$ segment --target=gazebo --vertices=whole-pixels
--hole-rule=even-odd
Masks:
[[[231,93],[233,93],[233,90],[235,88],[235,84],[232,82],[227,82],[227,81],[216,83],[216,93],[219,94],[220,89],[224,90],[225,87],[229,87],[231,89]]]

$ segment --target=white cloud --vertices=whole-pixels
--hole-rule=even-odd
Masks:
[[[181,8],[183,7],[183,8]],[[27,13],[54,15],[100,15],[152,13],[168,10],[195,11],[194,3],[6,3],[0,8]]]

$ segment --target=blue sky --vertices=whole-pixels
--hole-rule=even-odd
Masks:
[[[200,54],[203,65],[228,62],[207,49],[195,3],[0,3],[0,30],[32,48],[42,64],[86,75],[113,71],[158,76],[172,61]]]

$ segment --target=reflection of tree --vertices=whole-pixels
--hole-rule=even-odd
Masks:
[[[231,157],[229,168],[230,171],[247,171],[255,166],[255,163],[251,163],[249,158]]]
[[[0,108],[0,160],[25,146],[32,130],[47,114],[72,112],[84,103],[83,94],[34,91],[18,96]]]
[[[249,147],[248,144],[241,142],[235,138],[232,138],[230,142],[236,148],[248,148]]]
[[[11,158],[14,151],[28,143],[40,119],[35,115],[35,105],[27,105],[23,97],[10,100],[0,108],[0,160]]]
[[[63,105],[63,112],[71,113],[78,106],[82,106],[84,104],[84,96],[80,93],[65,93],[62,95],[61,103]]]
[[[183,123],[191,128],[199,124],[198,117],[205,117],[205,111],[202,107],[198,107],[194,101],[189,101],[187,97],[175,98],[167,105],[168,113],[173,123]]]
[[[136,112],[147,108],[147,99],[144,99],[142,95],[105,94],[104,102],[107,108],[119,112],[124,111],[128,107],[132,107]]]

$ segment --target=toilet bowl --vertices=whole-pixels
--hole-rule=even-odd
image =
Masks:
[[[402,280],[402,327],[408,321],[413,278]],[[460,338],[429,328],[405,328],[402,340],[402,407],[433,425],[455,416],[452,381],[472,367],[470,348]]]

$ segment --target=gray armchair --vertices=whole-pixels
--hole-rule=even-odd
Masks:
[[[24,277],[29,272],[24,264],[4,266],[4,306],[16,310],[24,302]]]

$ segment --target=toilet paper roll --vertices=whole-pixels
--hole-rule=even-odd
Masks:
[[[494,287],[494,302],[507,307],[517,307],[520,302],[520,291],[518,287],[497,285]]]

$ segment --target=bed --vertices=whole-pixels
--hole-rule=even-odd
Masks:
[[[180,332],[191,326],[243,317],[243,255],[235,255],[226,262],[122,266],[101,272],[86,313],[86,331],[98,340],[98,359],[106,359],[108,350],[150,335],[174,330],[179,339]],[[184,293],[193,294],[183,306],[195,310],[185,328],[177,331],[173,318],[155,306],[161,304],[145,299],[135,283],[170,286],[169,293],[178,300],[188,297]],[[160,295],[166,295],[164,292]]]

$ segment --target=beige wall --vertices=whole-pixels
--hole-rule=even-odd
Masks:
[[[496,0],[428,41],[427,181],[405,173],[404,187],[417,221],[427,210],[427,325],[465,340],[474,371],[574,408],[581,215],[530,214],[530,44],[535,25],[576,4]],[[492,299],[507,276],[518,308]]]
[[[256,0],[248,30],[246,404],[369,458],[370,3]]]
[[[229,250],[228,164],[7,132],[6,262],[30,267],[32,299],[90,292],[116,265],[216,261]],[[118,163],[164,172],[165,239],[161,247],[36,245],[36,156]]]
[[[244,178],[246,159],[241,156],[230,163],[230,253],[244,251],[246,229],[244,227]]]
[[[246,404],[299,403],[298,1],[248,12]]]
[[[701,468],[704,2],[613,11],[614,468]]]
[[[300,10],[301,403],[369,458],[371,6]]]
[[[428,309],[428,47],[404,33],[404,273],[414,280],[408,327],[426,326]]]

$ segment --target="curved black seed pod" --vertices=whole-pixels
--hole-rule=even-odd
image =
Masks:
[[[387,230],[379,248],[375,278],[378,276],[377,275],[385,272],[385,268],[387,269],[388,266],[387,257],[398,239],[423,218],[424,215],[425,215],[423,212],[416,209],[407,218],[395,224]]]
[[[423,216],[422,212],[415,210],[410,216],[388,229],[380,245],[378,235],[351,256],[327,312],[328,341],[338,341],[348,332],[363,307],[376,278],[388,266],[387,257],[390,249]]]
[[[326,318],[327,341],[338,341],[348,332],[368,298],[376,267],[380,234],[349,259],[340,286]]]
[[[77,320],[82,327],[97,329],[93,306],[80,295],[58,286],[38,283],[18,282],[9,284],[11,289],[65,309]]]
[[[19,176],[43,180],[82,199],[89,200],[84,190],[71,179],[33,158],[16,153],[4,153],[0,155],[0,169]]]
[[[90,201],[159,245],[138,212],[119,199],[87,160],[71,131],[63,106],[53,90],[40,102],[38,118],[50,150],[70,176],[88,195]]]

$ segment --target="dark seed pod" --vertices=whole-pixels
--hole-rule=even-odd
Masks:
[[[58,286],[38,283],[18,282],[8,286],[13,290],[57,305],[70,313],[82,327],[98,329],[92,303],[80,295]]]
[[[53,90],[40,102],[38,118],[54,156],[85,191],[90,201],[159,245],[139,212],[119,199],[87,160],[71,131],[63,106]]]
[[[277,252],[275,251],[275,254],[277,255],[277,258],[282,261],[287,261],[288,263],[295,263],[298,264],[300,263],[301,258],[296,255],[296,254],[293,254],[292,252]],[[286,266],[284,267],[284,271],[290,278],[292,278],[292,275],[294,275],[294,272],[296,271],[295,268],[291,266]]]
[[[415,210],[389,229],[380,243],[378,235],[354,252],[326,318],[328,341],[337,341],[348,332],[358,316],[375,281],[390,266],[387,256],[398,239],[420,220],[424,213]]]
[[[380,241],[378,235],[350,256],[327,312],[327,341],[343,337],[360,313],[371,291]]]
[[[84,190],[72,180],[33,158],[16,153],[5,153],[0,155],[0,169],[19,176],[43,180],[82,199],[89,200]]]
====
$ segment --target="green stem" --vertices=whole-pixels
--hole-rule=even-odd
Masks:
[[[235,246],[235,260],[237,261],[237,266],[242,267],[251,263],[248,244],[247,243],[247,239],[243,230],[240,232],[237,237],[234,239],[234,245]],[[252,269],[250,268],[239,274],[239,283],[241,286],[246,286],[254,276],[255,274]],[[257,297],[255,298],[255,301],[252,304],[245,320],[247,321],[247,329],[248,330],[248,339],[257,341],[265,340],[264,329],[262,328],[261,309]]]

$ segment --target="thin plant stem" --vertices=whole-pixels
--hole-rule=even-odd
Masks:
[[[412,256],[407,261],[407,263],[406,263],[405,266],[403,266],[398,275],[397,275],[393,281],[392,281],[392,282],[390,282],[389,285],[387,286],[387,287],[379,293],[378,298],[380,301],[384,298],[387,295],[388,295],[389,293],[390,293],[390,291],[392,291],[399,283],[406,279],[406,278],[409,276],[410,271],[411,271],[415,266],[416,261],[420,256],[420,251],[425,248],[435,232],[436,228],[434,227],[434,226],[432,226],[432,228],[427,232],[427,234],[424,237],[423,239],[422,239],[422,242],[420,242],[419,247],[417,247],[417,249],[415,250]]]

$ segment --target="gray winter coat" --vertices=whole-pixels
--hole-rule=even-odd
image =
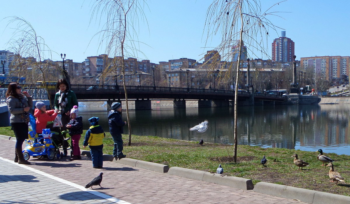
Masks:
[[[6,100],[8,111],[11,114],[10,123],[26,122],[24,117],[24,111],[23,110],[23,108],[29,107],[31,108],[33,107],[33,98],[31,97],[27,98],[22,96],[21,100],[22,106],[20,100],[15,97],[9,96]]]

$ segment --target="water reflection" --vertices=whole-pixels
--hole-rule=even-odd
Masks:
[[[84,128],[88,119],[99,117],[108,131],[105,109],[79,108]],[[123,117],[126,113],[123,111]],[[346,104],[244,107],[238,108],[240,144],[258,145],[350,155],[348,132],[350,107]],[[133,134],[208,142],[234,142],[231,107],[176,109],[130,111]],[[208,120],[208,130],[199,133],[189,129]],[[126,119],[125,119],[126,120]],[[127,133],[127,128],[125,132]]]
====
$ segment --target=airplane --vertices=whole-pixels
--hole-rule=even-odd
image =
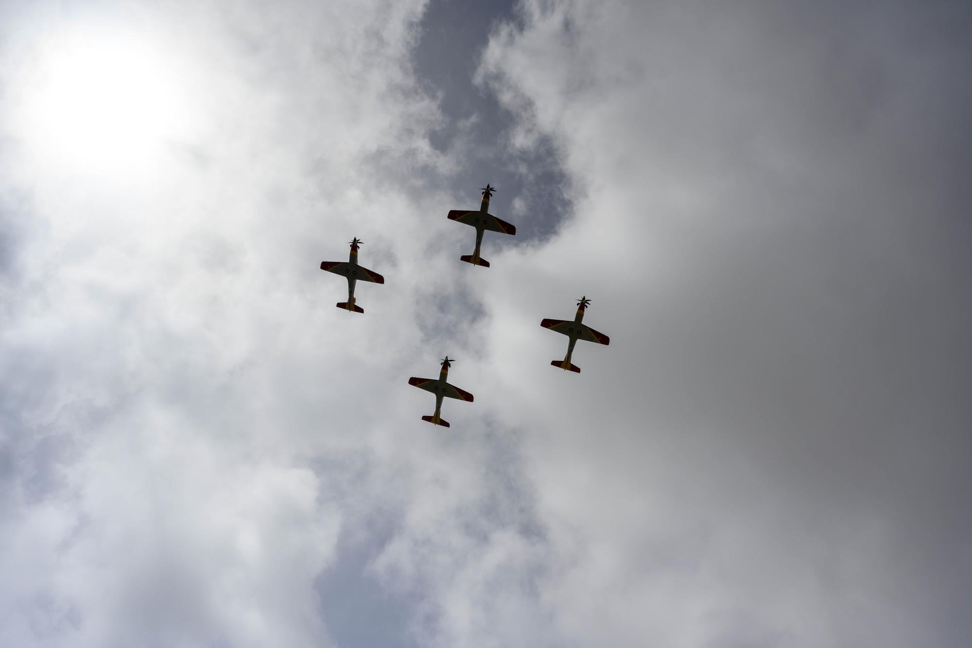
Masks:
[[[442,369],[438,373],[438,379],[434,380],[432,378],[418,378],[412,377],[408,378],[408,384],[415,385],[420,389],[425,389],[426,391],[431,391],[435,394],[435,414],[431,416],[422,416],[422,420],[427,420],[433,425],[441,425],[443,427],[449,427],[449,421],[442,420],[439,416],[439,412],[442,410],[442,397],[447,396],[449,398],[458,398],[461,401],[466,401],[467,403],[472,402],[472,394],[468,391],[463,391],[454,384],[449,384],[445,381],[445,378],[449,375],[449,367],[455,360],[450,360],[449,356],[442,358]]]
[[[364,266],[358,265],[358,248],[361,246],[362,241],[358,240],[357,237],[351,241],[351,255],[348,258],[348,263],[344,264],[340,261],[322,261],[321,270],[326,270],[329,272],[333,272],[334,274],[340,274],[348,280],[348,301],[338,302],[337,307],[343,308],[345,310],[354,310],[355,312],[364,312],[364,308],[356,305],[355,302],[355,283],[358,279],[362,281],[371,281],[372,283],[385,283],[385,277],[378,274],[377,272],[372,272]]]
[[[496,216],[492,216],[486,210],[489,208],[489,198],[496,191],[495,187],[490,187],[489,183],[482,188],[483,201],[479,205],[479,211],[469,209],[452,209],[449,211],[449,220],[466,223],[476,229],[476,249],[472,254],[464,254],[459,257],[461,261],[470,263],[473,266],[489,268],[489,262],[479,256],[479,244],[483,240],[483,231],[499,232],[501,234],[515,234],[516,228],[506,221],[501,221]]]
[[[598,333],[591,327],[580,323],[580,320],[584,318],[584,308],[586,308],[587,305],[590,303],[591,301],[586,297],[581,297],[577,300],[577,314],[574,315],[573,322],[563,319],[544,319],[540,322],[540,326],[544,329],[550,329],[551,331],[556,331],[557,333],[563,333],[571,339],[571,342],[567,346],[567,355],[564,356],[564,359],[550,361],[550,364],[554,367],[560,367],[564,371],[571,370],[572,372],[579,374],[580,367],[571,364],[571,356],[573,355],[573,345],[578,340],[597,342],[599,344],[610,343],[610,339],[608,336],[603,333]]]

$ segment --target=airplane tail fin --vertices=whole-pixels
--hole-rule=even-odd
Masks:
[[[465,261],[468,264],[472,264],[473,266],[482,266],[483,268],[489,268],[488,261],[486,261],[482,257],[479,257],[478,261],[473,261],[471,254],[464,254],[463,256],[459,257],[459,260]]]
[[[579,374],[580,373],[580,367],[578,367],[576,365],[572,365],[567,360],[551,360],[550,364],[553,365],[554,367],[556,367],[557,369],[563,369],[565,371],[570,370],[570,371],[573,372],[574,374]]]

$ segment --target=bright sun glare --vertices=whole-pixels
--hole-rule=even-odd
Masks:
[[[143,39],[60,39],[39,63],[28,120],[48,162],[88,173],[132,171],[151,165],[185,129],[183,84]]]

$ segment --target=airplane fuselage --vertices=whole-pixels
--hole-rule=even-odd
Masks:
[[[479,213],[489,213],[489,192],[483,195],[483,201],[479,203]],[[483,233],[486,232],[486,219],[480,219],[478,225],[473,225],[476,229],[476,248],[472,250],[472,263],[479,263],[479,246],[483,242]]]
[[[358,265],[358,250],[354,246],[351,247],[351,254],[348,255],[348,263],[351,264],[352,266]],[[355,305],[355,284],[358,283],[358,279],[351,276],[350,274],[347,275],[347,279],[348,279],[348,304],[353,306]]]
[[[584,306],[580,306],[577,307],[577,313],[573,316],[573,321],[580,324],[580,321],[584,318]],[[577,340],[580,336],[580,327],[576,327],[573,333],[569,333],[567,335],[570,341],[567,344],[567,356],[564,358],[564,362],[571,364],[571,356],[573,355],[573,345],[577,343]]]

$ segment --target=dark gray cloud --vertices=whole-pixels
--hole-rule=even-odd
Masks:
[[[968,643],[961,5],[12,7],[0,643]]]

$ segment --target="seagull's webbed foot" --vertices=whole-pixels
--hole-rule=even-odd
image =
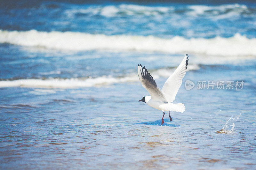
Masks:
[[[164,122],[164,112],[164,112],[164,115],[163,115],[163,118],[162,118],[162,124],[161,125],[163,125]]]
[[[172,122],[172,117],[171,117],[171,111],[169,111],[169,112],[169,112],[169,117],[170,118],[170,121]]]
====
◆ Problem statement
Collect every line in the records above that contains the string "reflection", and list those lines.

◆ Answer below
$ segment --target=reflection of tree --vertices=whole-pixels
$ segment --target="water reflection" --vertices=whole-pixels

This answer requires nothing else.